[[ The input, beginning ]]

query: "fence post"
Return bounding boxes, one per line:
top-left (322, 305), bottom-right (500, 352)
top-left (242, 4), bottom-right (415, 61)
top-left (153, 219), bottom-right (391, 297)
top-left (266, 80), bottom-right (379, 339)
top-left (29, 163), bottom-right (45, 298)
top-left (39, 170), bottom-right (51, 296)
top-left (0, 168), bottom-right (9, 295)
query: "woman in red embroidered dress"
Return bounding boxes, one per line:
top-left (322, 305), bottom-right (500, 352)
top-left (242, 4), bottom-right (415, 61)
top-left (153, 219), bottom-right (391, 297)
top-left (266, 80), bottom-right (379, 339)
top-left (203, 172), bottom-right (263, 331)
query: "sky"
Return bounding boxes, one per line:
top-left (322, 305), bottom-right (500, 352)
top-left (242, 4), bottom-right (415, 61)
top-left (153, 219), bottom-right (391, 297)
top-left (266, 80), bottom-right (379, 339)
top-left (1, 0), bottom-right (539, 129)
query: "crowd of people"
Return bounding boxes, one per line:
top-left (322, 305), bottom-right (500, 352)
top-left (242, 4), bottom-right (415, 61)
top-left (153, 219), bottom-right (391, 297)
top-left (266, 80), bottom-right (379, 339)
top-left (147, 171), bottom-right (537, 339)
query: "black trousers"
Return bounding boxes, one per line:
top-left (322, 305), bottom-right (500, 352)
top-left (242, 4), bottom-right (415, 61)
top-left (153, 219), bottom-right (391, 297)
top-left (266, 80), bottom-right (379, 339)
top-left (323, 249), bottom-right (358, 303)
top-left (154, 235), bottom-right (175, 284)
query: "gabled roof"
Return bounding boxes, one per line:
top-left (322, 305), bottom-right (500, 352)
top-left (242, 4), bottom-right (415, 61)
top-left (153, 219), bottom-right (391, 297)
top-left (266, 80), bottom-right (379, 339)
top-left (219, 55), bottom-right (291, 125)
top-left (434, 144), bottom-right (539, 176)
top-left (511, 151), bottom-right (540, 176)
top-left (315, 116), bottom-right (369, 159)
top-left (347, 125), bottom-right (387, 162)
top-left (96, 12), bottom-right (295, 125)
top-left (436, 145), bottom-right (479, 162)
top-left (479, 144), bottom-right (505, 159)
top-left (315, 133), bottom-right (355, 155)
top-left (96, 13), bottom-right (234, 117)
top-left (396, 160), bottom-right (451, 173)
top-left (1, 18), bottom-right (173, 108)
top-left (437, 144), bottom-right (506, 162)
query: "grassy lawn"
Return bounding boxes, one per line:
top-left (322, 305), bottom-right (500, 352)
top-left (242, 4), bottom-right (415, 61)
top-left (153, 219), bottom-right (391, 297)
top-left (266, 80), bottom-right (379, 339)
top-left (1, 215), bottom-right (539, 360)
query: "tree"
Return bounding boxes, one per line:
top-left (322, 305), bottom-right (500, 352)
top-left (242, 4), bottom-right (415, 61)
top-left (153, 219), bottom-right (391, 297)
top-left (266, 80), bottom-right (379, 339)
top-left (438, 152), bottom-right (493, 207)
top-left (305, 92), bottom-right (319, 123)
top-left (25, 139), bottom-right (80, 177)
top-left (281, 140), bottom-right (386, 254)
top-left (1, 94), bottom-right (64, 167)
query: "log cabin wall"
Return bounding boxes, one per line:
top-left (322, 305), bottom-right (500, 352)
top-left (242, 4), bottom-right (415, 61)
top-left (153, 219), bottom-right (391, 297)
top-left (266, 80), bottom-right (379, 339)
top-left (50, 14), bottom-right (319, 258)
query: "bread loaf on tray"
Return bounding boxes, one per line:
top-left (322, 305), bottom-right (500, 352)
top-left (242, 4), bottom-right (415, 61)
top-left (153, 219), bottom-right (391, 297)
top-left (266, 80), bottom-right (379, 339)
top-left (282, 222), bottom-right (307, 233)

[[ The input, end ]]

[Problem description] The answer must be a word-for-word reproduction of every record above.

[Solution to the problem]
query: "fence post"
Return bounding boxes, one per line:
top-left (322, 305), bottom-right (500, 352)
top-left (242, 4), bottom-right (415, 61)
top-left (153, 219), bottom-right (391, 297)
top-left (266, 80), bottom-right (379, 339)
top-left (29, 163), bottom-right (45, 298)
top-left (39, 170), bottom-right (51, 296)
top-left (0, 168), bottom-right (9, 295)
query: "woman in red embroidered dress"
Return bounding boxes, one per line:
top-left (322, 305), bottom-right (500, 352)
top-left (242, 4), bottom-right (415, 61)
top-left (153, 219), bottom-right (391, 297)
top-left (266, 80), bottom-right (379, 339)
top-left (203, 172), bottom-right (263, 331)
query: "sky"
Return bounding boxes, one per line:
top-left (322, 305), bottom-right (500, 352)
top-left (242, 4), bottom-right (415, 61)
top-left (153, 219), bottom-right (391, 297)
top-left (266, 80), bottom-right (379, 339)
top-left (1, 0), bottom-right (539, 129)
query: "crowd of people"
Return bounding boxes, one per line:
top-left (322, 305), bottom-right (500, 352)
top-left (242, 4), bottom-right (415, 61)
top-left (153, 219), bottom-right (391, 297)
top-left (266, 80), bottom-right (379, 339)
top-left (147, 171), bottom-right (537, 339)
query: "black trousers"
Return bounding boxes, one per line:
top-left (322, 305), bottom-right (500, 352)
top-left (242, 4), bottom-right (415, 61)
top-left (153, 219), bottom-right (391, 297)
top-left (266, 80), bottom-right (379, 339)
top-left (323, 249), bottom-right (358, 303)
top-left (154, 235), bottom-right (175, 284)
query: "gabled roof"
Return bounding boxes, one per line:
top-left (322, 305), bottom-right (500, 352)
top-left (242, 4), bottom-right (415, 61)
top-left (153, 219), bottom-right (391, 297)
top-left (266, 80), bottom-right (379, 339)
top-left (219, 55), bottom-right (291, 125)
top-left (434, 144), bottom-right (539, 176)
top-left (511, 151), bottom-right (540, 176)
top-left (315, 116), bottom-right (369, 159)
top-left (347, 125), bottom-right (387, 162)
top-left (96, 12), bottom-right (295, 125)
top-left (436, 145), bottom-right (479, 162)
top-left (479, 144), bottom-right (505, 159)
top-left (315, 133), bottom-right (355, 155)
top-left (96, 13), bottom-right (234, 117)
top-left (396, 160), bottom-right (451, 173)
top-left (1, 18), bottom-right (173, 108)
top-left (437, 144), bottom-right (506, 162)
query: "grassy lawn"
Return bounding boxes, one per line:
top-left (322, 305), bottom-right (500, 352)
top-left (242, 4), bottom-right (415, 61)
top-left (153, 219), bottom-right (391, 297)
top-left (266, 80), bottom-right (379, 339)
top-left (1, 215), bottom-right (539, 360)
query: "tree"
Return bounding boxes, one per line:
top-left (322, 305), bottom-right (500, 352)
top-left (242, 4), bottom-right (415, 61)
top-left (153, 219), bottom-right (391, 297)
top-left (266, 80), bottom-right (379, 339)
top-left (438, 152), bottom-right (493, 207)
top-left (305, 92), bottom-right (319, 123)
top-left (25, 139), bottom-right (80, 177)
top-left (281, 140), bottom-right (386, 254)
top-left (1, 94), bottom-right (64, 167)
query: "log cabin wall"
Return bounding boxes, one per line:
top-left (322, 305), bottom-right (500, 352)
top-left (242, 4), bottom-right (415, 61)
top-left (153, 219), bottom-right (391, 297)
top-left (266, 80), bottom-right (379, 339)
top-left (50, 14), bottom-right (319, 258)
query: "bread loaf on tray"
Return bounding boxes, one per line:
top-left (322, 305), bottom-right (500, 352)
top-left (242, 4), bottom-right (415, 61)
top-left (153, 219), bottom-right (391, 297)
top-left (266, 80), bottom-right (379, 339)
top-left (282, 222), bottom-right (307, 233)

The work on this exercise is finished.